A former Army sergeant major, Mr. Ramirez, 46, has made a smooth transition to a second career in education through Troops to Teachers. The program, launched by the U.S. Department of Defense in 1994, helps personnel cut loose by the military’s post-Cold War “drawdown” land teaching jobs. In the past four years, some 3,000 people from all branches of the armed services and the Coast Guard have found jobs as teachers, primarily in the 20 states with the most military bases. Districts in California, Florida, Georgia, Texas, and Virginia have hired hundreds of veterans for their classrooms.

With the program scheduled to end next fall, recruitment officers are eager to spread the good word about Troops to Teachers. A study commissioned by the Washington state recruitment office calls it a “rich source” of sought-after teachers: The recruits are much more likely than traditional applicants to be male, members of minority groups, willing to work in hard-to-staff urban and rural schools, and qualified to teach mathematics, science, and special education.

### Written problem A
Reproduce verbatim the Troops to Teachers passage from "With the program" up to and including "and special education.".

### Data for processing
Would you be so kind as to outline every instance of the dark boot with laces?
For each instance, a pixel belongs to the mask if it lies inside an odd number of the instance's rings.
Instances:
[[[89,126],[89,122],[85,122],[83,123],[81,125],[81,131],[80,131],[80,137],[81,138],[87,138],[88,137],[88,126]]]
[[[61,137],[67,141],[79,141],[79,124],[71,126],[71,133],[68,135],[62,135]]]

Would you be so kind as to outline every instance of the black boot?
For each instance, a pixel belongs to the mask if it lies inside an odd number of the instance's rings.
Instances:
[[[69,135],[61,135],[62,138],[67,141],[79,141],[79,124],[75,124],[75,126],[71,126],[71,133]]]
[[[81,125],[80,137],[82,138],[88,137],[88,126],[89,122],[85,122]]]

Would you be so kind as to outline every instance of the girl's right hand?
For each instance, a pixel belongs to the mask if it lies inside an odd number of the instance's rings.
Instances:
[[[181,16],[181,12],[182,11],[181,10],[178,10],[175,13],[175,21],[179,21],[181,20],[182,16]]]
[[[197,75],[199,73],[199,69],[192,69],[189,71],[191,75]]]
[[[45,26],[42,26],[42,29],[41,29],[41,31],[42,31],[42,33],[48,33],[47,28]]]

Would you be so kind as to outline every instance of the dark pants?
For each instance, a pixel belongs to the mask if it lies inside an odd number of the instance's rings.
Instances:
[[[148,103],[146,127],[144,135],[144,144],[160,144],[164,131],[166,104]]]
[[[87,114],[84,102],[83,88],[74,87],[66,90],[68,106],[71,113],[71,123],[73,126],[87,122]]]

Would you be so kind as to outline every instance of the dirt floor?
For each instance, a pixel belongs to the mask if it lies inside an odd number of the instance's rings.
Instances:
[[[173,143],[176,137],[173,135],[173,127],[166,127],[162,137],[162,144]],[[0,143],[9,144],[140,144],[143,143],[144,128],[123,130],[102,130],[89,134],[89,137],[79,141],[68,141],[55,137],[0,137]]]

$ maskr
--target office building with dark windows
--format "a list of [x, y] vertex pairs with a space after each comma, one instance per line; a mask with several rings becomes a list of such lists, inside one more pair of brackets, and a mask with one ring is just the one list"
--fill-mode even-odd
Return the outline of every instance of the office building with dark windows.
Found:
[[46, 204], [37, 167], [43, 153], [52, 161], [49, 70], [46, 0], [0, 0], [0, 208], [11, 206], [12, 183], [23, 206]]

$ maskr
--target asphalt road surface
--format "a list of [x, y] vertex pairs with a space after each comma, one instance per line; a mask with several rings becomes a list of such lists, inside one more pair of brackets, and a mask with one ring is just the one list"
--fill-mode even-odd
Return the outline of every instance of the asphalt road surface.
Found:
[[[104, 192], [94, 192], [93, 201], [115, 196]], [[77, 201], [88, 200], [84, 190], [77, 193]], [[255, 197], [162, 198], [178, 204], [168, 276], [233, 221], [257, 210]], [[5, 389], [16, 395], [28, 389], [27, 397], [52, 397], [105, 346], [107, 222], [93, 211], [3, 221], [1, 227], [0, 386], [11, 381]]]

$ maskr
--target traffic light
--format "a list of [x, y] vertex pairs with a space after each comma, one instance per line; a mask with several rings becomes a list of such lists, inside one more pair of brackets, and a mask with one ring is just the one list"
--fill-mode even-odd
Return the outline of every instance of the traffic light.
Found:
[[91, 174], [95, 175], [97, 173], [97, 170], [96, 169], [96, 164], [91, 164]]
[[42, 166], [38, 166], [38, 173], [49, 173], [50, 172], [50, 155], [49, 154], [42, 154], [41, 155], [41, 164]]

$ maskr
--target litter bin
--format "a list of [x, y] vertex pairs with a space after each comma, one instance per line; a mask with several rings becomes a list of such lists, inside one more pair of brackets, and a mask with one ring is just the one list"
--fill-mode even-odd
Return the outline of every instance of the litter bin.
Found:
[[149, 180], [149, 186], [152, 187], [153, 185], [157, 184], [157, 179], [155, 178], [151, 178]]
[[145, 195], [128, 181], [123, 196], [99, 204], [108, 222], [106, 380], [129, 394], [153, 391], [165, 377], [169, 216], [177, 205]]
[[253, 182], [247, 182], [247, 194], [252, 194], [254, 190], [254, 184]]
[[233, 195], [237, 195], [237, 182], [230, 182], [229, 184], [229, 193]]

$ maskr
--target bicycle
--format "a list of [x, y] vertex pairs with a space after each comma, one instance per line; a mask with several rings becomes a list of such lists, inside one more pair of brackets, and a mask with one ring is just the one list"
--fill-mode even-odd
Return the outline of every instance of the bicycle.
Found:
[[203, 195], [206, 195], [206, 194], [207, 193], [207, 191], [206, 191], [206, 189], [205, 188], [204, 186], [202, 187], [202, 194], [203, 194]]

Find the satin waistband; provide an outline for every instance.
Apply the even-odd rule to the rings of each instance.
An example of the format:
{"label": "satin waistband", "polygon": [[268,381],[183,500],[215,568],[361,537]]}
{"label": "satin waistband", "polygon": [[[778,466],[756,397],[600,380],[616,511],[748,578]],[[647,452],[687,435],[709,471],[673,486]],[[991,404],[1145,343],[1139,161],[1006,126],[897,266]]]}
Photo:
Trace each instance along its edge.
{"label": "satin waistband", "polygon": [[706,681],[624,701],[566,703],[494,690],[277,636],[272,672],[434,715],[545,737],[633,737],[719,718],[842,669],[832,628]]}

### Written problem B
Identify every line of the entries that contains the string "light", and copy each such line.

### Task result A
With the program scheduled to end next fall, recruitment officers are eager to spread the good word about Troops to Teachers. A study commissioned by the Washington state recruitment office calls it a “rich source” of sought-after teachers: The recruits are much more likely than traditional applicants to be male, members of minority groups, willing to work in hard-to-staff urban and rural schools, and qualified to teach mathematics, science, and special education.

### Task result B
--target traffic light
Return the outline of every instance of the traffic light.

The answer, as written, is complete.